DATA FOR THE TASK:
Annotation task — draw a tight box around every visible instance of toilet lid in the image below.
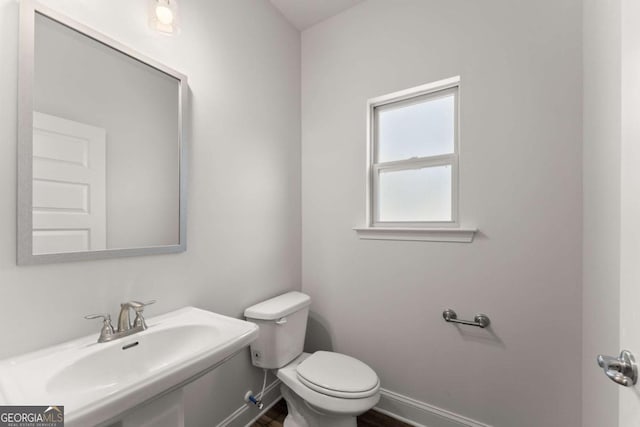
[296,351,379,398]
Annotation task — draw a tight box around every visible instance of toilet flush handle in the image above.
[275,317,287,325]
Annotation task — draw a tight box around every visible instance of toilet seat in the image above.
[296,351,379,399]
[277,353,381,416]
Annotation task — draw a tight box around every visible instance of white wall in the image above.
[301,1,582,426]
[582,0,620,425]
[34,13,180,249]
[0,0,300,425]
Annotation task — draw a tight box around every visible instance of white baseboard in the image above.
[215,379,282,427]
[376,388,493,427]
[217,382,491,427]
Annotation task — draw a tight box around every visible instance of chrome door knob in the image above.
[597,350,638,387]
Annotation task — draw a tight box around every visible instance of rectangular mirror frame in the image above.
[17,0,188,265]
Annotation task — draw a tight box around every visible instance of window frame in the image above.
[366,76,461,229]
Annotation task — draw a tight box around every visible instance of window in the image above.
[355,77,475,242]
[371,77,459,226]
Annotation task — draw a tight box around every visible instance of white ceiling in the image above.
[269,0,365,31]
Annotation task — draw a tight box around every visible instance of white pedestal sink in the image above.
[0,307,258,426]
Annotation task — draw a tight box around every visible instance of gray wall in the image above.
[34,13,180,249]
[301,1,582,426]
[0,0,300,425]
[582,0,620,425]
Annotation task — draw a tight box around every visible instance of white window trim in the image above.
[353,226,476,243]
[354,76,477,243]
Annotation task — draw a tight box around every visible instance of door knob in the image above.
[597,350,638,387]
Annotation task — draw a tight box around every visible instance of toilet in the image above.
[244,291,380,427]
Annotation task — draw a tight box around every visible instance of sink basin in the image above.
[0,307,258,426]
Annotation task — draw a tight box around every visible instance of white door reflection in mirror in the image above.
[32,112,106,255]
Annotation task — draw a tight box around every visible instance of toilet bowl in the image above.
[277,352,380,427]
[244,292,381,427]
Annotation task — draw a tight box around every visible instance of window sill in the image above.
[353,227,477,243]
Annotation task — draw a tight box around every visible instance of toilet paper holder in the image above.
[442,309,491,328]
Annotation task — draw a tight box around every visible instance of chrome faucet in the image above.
[118,299,156,331]
[85,300,156,343]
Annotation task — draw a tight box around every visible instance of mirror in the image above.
[17,2,188,264]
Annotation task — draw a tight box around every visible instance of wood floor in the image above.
[251,398,412,427]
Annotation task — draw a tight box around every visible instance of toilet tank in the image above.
[244,291,311,369]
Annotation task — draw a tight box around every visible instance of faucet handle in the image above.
[84,313,111,321]
[131,300,156,330]
[131,300,156,309]
[84,314,115,342]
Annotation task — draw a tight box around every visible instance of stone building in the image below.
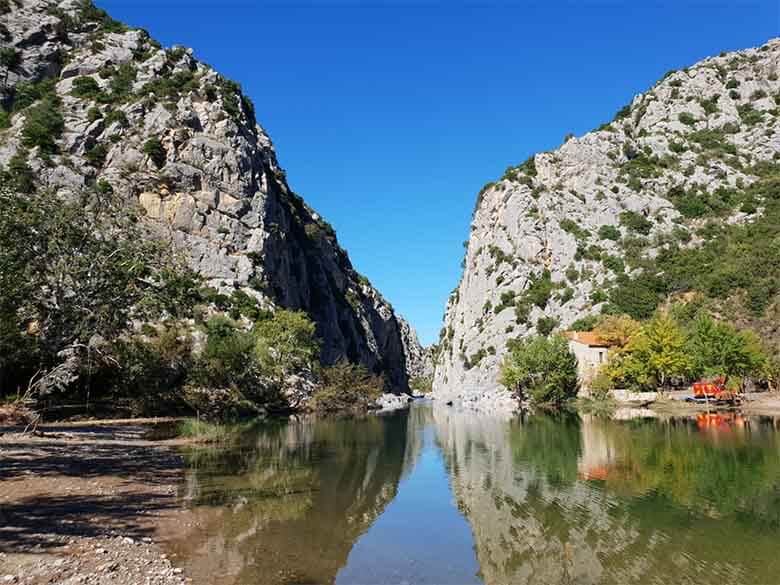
[563,331,611,385]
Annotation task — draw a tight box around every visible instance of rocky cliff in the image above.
[434,39,780,403]
[0,0,421,390]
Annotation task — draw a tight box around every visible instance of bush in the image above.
[21,97,64,153]
[598,225,621,241]
[4,150,35,193]
[108,62,137,100]
[310,361,383,413]
[104,109,128,127]
[84,143,108,167]
[678,112,697,126]
[500,335,578,405]
[11,79,57,112]
[87,106,102,122]
[524,270,554,309]
[619,210,653,235]
[194,315,256,389]
[0,47,20,69]
[254,309,319,383]
[410,375,433,394]
[601,255,625,274]
[71,76,102,99]
[143,138,166,168]
[536,316,559,336]
[738,104,763,126]
[559,218,589,240]
[570,315,598,331]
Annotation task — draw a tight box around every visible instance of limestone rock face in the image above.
[434,39,780,404]
[0,0,421,390]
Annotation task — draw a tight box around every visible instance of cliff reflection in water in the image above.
[434,407,780,585]
[167,404,780,585]
[168,410,419,585]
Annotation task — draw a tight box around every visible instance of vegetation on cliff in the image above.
[499,335,579,405]
[587,309,775,393]
[0,184,384,418]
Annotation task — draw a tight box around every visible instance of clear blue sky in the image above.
[101,0,778,345]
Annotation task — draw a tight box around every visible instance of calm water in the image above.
[166,403,780,585]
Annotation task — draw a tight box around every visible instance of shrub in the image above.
[108,62,137,100]
[71,76,102,99]
[601,255,625,274]
[104,109,128,127]
[21,97,64,153]
[194,315,256,389]
[78,0,127,33]
[310,361,383,413]
[0,47,20,69]
[87,106,102,122]
[254,309,320,384]
[143,138,166,168]
[500,335,578,405]
[514,301,531,324]
[4,150,35,193]
[570,315,599,331]
[559,218,589,240]
[590,289,608,304]
[410,375,433,394]
[699,96,719,115]
[525,270,554,309]
[619,210,652,235]
[737,103,764,126]
[536,316,559,336]
[84,143,108,167]
[751,89,768,101]
[678,112,697,126]
[11,79,57,112]
[598,224,621,241]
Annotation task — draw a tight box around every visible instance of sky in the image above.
[100,0,779,345]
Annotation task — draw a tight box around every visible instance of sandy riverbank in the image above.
[0,421,193,585]
[617,391,780,417]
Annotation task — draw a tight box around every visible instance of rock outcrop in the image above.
[434,39,780,403]
[0,0,422,390]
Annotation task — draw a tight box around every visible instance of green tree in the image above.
[254,309,320,383]
[686,314,766,386]
[0,185,194,398]
[607,314,690,390]
[310,360,383,413]
[500,335,579,405]
[196,315,256,388]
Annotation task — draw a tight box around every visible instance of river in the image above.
[165,402,780,585]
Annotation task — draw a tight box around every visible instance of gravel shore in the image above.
[0,422,191,585]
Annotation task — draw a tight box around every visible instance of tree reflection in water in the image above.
[434,406,780,585]
[167,411,413,585]
[165,405,780,585]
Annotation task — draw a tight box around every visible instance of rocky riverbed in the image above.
[0,422,191,585]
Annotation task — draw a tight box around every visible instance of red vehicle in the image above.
[691,376,741,404]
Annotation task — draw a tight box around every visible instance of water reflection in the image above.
[167,404,780,585]
[168,411,416,584]
[435,407,780,585]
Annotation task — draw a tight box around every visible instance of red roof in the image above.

EXERCISE BRIEF: Up to and including the last line of the data, copy each line exactly, starting with the line that contains "vehicle in the image above.".

RESPONSE FOR THIS EXERCISE:
Annotation task — draw a tight box around every visible instance of red vehicle in the image above.
[691,376,741,404]
Annotation task — draw a tight box around every visible instance of water reflection in the image above.
[167,404,780,585]
[168,411,416,584]
[435,407,780,585]
Annotation task — draw a tight box around every visible instance of red roof in the image above.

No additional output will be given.